**The records:**
* * *

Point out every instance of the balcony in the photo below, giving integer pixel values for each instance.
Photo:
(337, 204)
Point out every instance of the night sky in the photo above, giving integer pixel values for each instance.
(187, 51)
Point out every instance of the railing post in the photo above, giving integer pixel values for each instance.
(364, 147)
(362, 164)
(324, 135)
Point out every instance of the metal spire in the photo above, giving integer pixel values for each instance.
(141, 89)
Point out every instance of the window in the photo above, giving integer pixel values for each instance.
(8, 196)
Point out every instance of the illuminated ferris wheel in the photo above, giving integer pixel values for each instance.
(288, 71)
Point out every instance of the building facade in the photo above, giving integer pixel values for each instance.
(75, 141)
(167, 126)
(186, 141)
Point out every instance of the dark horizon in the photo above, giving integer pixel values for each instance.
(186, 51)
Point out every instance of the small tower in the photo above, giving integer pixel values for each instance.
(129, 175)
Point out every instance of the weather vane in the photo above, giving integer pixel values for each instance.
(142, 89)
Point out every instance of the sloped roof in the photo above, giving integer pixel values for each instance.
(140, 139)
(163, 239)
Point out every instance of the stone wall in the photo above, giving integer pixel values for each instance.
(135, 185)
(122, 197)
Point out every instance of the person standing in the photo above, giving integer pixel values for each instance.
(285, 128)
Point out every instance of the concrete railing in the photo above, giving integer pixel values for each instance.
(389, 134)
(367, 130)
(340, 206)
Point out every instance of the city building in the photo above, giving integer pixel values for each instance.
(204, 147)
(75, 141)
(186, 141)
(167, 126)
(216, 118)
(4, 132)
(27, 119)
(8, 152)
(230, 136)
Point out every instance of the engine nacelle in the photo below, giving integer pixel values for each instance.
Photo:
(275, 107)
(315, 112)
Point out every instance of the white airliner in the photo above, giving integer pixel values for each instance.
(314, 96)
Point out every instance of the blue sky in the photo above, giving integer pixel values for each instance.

* * *

**Directions for this task:** Lay out every line of the records above as a numbered list, skipping any blank lines.

**Finished task:**
1. Point out every instance of the balcony in the photo below, giving integer pixel values for each instance.
2. Photo:
3. (337, 204)
4. Point out every instance of the night sky in the photo above, giving integer pixel values for each instance.
5. (187, 51)
6. Point out every instance of the railing post in the photo above, giving integer pixel values for each instance.
7. (364, 147)
8. (362, 164)
9. (324, 135)
10. Point out every instance of the metal spire in the photo above, giving integer pixel values for each instance.
11. (141, 89)
12. Point out every instance of the window in the photo above, giving integer pixel values for each instance.
13. (8, 196)
14. Point out every instance of the illuminated ferris wheel in the photo above, giving integer pixel values for each instance.
15. (288, 71)
16. Point out every instance of the building facade in the photo above, giving integer pixel values for each instance.
17. (75, 141)
18. (167, 126)
19. (186, 141)
20. Point out every instance of the dark horizon in the photo above, giving integer pixel values for each instance.
21. (186, 51)
22. Point out every instance of the small tower in the photo above, giving integer pixel values for each instance.
23. (129, 175)
24. Point out every instance of the weather vane in the photo above, giving integer pixel values for each instance.
25. (142, 89)
26. Point out every instance of the sloped roof in the photo above, giving integer pixel values for each instance.
27. (140, 139)
28. (163, 239)
29. Point out every instance of the stone wall in the photo above, giving integer pixel values for each instance.
30. (135, 185)
31. (122, 197)
32. Point out every instance of the person standing in the photo above, giving integer pixel values for each instance.
33. (285, 128)
34. Point out every instance of the concrete railing in the photo above, giving integer pixel values for each instance.
35. (389, 134)
36. (367, 130)
37. (340, 206)
38. Point out every instance of the city building in the photo above, giving integer pixel values for each instance.
39. (204, 147)
40. (75, 141)
41. (186, 141)
42. (167, 126)
43. (216, 118)
44. (4, 132)
45. (27, 119)
46. (8, 152)
47. (230, 136)
48. Point out every instance of the engine nacelle in the photo below, giving integer pixel values for each instance.
49. Photo:
50. (275, 107)
51. (315, 112)
52. Point out every instance of the white airliner in the photo above, giving integer pixel values for each instance.
53. (314, 96)
54. Point out every instance of the blue sky in the photo above, giving integer pixel values for each instance.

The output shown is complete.